● **Given problem**: Render every line of the records below as a JSON list of strings, with one string per line and blank lines omitted.

◆ ◆ ◆ ◆

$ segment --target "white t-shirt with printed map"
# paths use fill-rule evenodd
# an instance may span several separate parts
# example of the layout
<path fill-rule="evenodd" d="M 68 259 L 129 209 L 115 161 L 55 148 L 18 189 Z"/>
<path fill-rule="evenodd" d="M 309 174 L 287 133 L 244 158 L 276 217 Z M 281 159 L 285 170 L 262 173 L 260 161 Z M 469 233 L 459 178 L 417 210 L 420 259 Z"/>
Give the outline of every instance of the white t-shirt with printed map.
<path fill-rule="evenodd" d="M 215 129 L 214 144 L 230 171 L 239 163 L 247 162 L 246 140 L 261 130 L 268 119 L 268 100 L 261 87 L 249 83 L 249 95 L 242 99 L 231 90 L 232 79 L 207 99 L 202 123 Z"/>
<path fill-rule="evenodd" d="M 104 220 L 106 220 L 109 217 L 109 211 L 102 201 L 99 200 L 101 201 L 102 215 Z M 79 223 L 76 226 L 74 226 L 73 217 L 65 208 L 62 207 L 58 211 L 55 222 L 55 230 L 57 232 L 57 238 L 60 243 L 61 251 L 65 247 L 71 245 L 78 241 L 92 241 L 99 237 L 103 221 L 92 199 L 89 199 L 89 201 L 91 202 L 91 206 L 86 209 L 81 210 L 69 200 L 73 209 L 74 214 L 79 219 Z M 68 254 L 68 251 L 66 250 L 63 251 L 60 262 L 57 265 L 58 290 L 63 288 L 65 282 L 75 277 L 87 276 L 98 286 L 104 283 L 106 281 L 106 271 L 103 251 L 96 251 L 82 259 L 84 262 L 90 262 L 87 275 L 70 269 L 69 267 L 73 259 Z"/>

◆ ◆ ◆ ◆

● **In response**:
[
  "$ segment --target \"white t-shirt with printed map\"",
  "# paths use fill-rule evenodd",
  "# an instance may span several separate parts",
  "# example of the layout",
  "<path fill-rule=\"evenodd\" d=\"M 68 259 L 129 209 L 115 161 L 55 148 L 18 189 Z\"/>",
  "<path fill-rule=\"evenodd\" d=\"M 309 174 L 287 133 L 244 158 L 276 217 Z M 281 159 L 285 170 L 262 173 L 260 161 Z M 469 233 L 459 178 L 417 210 L 420 259 Z\"/>",
  "Give the outline of every instance of the white t-shirt with printed map.",
  "<path fill-rule=\"evenodd\" d=\"M 215 129 L 214 144 L 230 171 L 239 163 L 247 162 L 246 140 L 261 130 L 268 119 L 268 100 L 261 87 L 249 83 L 249 95 L 242 99 L 231 90 L 232 79 L 207 99 L 202 123 Z\"/>",
  "<path fill-rule=\"evenodd\" d=\"M 104 220 L 106 220 L 109 217 L 109 211 L 102 201 L 99 200 L 101 201 L 102 215 Z M 79 223 L 76 226 L 74 226 L 73 217 L 65 208 L 62 207 L 58 211 L 55 222 L 55 230 L 57 232 L 57 238 L 60 243 L 61 251 L 65 247 L 71 245 L 78 241 L 92 241 L 99 237 L 103 221 L 92 199 L 89 199 L 89 201 L 91 202 L 91 206 L 86 209 L 81 210 L 69 200 L 73 209 L 74 214 L 79 219 Z M 68 254 L 68 251 L 66 250 L 63 251 L 60 262 L 57 265 L 58 290 L 63 288 L 65 282 L 75 277 L 87 276 L 98 286 L 104 283 L 106 281 L 106 271 L 103 251 L 96 251 L 82 259 L 84 262 L 90 262 L 87 275 L 70 269 L 69 267 L 73 259 Z\"/>"
]